Reproduce all of the records below, replacing each occurrence of "chair upholstery pattern" with "seat fabric pattern" and keeping everything else identical.

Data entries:
** Start **

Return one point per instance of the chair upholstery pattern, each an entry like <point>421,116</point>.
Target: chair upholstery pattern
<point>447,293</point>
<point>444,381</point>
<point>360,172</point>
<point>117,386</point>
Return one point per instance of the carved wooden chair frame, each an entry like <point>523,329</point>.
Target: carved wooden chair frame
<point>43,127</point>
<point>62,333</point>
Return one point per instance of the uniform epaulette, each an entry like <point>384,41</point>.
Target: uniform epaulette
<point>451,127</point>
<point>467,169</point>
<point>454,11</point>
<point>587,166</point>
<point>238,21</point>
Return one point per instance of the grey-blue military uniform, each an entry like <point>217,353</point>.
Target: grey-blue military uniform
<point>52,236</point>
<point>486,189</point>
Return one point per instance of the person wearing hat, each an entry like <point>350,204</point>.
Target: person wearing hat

** End **

Output of the task:
Return one point per instance of the seat fabric pattern, each an entry like <point>421,116</point>.
Target: seat fabric pattern
<point>447,293</point>
<point>444,381</point>
<point>360,172</point>
<point>117,386</point>
Return one point per instance of the carved wooden chair frame, each an entry like <point>523,329</point>.
Target: carved wooden chair frame
<point>43,127</point>
<point>62,333</point>
Return one point per instance of the uniform epaulette, each an entry like <point>384,41</point>.
Target: uniform epaulette
<point>451,127</point>
<point>467,169</point>
<point>454,11</point>
<point>587,166</point>
<point>238,21</point>
Return one point per instance of the grey-blue military uniform, each an entry like <point>217,353</point>.
Target: grey-blue military uniform
<point>52,236</point>
<point>486,189</point>
Return one point per instance of the person wearing hat, each an entry like <point>350,204</point>.
Target: person wearing hat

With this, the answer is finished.